▶ [EXERCISE MATERIAL]:
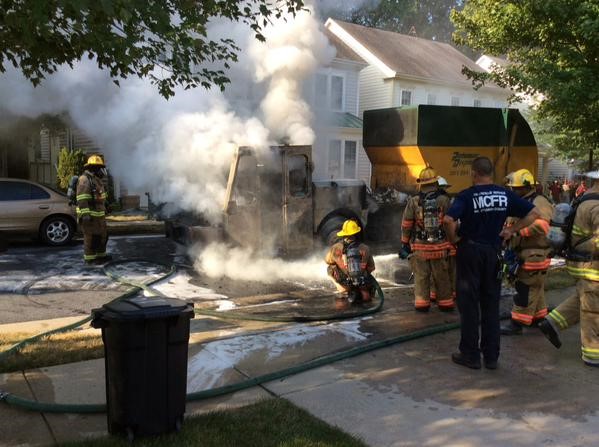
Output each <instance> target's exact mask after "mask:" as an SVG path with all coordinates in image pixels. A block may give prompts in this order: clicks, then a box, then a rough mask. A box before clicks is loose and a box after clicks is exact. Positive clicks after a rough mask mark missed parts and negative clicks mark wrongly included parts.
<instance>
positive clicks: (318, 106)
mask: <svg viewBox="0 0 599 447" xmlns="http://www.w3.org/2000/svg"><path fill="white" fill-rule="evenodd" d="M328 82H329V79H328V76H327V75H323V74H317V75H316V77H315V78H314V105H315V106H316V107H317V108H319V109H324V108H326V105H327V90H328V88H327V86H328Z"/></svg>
...
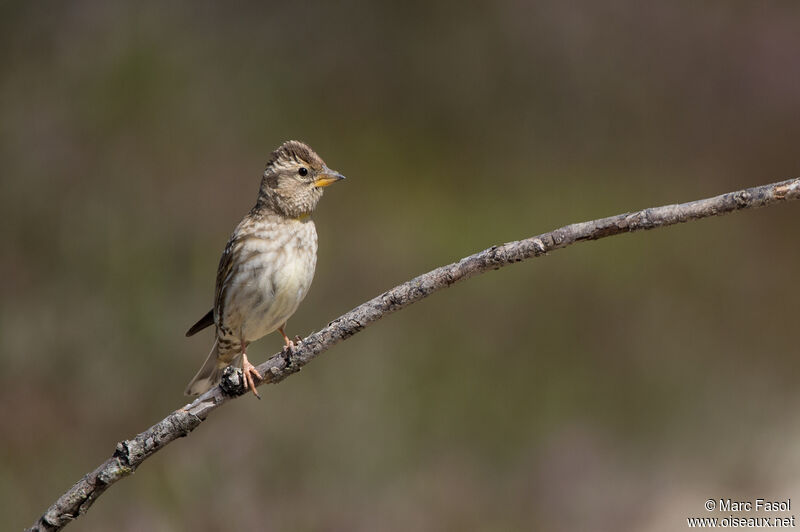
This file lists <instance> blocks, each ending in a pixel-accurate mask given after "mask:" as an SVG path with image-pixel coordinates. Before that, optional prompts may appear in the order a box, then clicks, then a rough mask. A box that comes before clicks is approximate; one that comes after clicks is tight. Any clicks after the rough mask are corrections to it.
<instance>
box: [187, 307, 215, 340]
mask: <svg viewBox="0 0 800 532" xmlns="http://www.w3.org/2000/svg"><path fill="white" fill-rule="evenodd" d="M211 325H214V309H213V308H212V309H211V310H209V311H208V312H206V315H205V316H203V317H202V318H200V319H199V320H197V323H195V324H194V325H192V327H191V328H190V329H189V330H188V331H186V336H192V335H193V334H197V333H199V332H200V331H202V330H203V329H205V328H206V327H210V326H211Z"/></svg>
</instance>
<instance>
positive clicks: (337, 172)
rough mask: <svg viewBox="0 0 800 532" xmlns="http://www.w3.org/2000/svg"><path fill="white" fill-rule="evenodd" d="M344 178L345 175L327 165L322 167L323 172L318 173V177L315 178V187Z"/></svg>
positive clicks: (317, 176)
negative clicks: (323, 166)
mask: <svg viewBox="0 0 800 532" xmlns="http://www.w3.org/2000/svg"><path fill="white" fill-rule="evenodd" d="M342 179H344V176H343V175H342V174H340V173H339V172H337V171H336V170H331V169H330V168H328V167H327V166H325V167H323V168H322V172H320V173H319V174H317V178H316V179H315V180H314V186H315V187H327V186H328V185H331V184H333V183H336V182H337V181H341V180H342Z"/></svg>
* * *
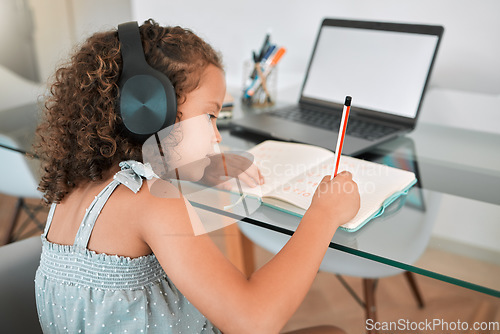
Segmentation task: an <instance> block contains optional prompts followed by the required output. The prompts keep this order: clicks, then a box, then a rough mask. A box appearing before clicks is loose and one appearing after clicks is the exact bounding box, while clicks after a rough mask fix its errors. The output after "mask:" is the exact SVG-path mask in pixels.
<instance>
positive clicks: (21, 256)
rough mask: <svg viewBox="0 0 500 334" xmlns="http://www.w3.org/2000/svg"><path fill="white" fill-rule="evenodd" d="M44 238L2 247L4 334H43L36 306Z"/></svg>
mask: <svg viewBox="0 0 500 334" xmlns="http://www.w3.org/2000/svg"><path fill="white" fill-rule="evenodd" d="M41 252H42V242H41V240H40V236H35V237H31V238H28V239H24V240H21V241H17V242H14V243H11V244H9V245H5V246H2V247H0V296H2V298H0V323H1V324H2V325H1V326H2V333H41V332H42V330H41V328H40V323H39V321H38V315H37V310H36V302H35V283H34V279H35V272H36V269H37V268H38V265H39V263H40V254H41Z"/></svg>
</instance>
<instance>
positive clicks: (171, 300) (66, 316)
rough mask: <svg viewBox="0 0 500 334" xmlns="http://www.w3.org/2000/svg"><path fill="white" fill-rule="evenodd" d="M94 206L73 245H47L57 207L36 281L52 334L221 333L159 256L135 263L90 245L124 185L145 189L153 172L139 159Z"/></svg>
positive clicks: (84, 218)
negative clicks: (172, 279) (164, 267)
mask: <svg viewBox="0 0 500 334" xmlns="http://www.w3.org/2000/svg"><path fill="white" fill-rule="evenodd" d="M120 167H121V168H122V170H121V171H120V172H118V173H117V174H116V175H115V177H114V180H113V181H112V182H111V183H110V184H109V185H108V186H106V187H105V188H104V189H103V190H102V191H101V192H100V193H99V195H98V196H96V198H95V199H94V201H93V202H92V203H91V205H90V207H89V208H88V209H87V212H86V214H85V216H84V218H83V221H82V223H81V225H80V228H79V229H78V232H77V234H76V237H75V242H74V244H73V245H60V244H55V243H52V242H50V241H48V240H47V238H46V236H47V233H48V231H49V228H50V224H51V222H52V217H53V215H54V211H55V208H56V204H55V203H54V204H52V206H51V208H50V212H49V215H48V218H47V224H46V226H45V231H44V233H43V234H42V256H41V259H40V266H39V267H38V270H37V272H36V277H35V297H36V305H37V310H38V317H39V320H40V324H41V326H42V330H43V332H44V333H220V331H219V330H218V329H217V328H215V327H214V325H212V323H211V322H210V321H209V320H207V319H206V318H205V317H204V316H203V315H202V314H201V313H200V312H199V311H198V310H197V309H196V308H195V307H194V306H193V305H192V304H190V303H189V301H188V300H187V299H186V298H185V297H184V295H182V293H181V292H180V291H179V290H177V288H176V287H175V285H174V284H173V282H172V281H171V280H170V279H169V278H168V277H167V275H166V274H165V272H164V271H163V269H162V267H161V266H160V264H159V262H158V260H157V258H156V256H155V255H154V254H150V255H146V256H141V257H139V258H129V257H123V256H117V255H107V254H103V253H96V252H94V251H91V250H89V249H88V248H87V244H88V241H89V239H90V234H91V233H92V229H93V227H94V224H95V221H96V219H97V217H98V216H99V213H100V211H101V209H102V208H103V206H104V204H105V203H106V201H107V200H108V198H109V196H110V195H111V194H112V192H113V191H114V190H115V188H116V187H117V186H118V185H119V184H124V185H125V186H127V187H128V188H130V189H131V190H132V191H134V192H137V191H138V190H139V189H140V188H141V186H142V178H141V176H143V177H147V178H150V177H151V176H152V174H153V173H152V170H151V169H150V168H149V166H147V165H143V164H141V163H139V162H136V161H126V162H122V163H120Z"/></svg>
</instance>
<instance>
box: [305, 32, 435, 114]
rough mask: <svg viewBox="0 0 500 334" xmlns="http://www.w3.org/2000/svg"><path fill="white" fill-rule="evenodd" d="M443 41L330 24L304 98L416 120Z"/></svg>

▶ [WHAT YOU ARE ASKED TO DO]:
Taking the line with "Segmentation task: an" as the first and the line with "positive clicks: (21, 256)" as the last, retype that stretch of the data above exactly, with no other lines.

▶ [RESULT FOR THIS EXERCISE]:
Segmentation task: an <instance> block contains optional prompts followed by the required output. The prompts keep this order: clicks, then a box, then a rough mask. A box appearing before clicks is loose and one appearing after clicks is the exact bounding box, while clicks after a rough mask fix its errors. The output after "mask:" is the exact SVG-path mask in pixels.
<instance>
positive clicks: (21, 256)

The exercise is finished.